** begin **

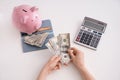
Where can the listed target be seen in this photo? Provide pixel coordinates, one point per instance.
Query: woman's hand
(77, 57)
(52, 64)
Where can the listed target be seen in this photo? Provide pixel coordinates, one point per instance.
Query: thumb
(71, 53)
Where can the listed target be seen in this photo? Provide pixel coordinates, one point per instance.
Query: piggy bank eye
(24, 10)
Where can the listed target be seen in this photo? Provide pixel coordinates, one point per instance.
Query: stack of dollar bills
(36, 39)
(59, 45)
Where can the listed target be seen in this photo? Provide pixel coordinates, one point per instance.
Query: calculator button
(94, 31)
(100, 33)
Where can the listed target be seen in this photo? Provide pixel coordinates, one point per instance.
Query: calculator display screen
(95, 26)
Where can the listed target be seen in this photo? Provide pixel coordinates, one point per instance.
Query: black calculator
(90, 33)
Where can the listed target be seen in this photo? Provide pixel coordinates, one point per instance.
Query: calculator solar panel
(90, 33)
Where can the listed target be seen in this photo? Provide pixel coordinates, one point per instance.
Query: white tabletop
(66, 16)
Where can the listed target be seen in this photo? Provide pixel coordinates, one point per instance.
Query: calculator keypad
(88, 38)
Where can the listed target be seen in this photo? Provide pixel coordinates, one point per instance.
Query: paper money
(64, 44)
(36, 39)
(59, 46)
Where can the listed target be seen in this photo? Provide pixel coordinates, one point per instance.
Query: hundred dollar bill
(48, 45)
(36, 39)
(64, 44)
(59, 46)
(54, 43)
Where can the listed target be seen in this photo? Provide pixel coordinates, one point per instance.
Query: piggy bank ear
(33, 9)
(24, 19)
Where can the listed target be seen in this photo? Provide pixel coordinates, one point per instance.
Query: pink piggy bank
(26, 18)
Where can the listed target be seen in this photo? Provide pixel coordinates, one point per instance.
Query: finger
(53, 57)
(71, 53)
(57, 59)
(74, 49)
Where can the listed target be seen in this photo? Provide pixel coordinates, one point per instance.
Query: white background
(66, 16)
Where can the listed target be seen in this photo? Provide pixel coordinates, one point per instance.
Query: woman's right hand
(77, 57)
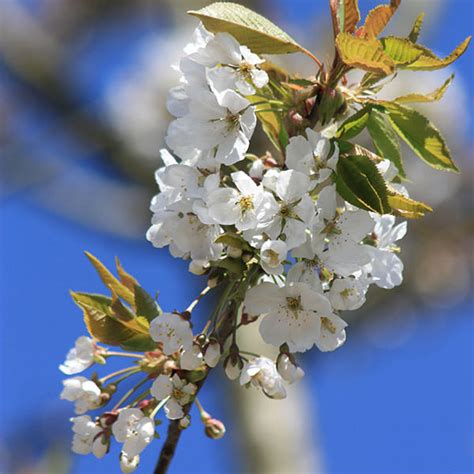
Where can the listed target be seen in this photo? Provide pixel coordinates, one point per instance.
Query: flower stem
(119, 372)
(123, 354)
(130, 392)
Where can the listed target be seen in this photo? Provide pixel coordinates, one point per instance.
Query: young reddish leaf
(366, 54)
(428, 61)
(377, 19)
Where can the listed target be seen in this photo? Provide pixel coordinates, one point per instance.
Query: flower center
(245, 69)
(233, 121)
(326, 323)
(246, 203)
(294, 304)
(272, 257)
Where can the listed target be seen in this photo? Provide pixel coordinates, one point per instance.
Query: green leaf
(401, 50)
(233, 265)
(233, 240)
(366, 54)
(109, 280)
(431, 97)
(428, 61)
(420, 135)
(359, 182)
(109, 321)
(407, 207)
(125, 278)
(139, 343)
(348, 15)
(248, 28)
(377, 19)
(97, 318)
(120, 311)
(385, 139)
(354, 125)
(415, 31)
(145, 305)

** end **

■ STATED TASK
The listing above needs to be output again exactly. Don't include the pictures.

■ EXERCISE OUTPUT
Where can the listed target be seen in this photo? Provide pixel coordinates, one point per instance.
Query: woman's hand
(77, 57)
(52, 64)
Where can the listed target be seen in this photo? Provide pixel coordinates, one point per instance.
Query: thumb
(71, 53)
Where can the listed target be seen in this photo? Provide pixel coordinates, one point per instance.
Query: piggy bank eye
(24, 10)
Where can the listed target be seen in this photo? Provide pixel coordinates, one point per instance.
Query: stack of dollar bills
(36, 39)
(59, 45)
Where can the listed target be seen in this photo? Provide pixel coordinates, one point per instance.
Query: calculator button
(94, 31)
(100, 33)
Where can the listed target be seen in this photo? Provide pixel coordinates, one point per instance.
Query: calculator display screen
(95, 26)
Where can the listed target be seen in this photo? Provide pixel coordinates, one point per instance.
Query: black calculator
(90, 33)
Where can the listed target be seen in this photo? Provide pixel coordinates, one point per instance.
Query: calculator solar panel
(90, 33)
Where can the listed target be seen in this photo? Provide pixel coordinates, one point per instance.
Query: white tabletop
(66, 16)
Where can the listed target be seen in this photo? Provide pixel coordinates, one point per instance.
Query: calculator keypad
(88, 38)
Where can the listed target be seen in this photo? Provide pixel coordinates, one point per instance.
Query: paper money
(64, 44)
(36, 39)
(59, 46)
Where can the listed target be seen in this photo? Provide pixel coordinates, one point per instance.
Query: hundred dollar bill
(48, 45)
(36, 39)
(64, 44)
(59, 46)
(54, 43)
Where can the listed target be seen in this photo? Provide pixel coordinates, one point per instance.
Query: piggy bank ear
(33, 9)
(24, 19)
Where can the listed target be seen in this photo? Provide pixel coordinates, one point per instance.
Query: pink piggy bank
(26, 18)
Where can the listed target be seen in this photo? Provide pixel coordinates, one point per instance.
Query: finger
(53, 57)
(71, 53)
(57, 59)
(74, 49)
Where can the listed target be seen in this photo? Provide pixel coordinates, one point per instance.
Query: white background
(66, 16)
Where can the listed target be seen in this photo? Provide pixel coordinates, one point per instance.
Query: woman's right hand
(77, 57)
Where can the listed target be seen in this photo? Provide pixel coordinates, one point per instance.
Query: flower stem
(119, 372)
(123, 354)
(130, 392)
Where can the listed target be seen in this photo? Provide pixel coordinates, one point per instance.
Query: young reddish leaf
(366, 54)
(428, 61)
(377, 19)
Where can the listed target be seen in this photo? Provide pixel coordinates, one point per instance.
Query: flower center
(245, 69)
(233, 121)
(326, 323)
(246, 203)
(294, 304)
(272, 257)
Where can the listed target be seen in this photo? Provide pixel coordinates, one point per instance.
Query: green leaf
(401, 50)
(233, 265)
(233, 240)
(366, 54)
(109, 280)
(431, 97)
(428, 61)
(420, 135)
(359, 182)
(109, 321)
(407, 207)
(125, 278)
(139, 343)
(348, 15)
(248, 28)
(377, 19)
(97, 318)
(120, 311)
(385, 139)
(354, 125)
(415, 31)
(145, 305)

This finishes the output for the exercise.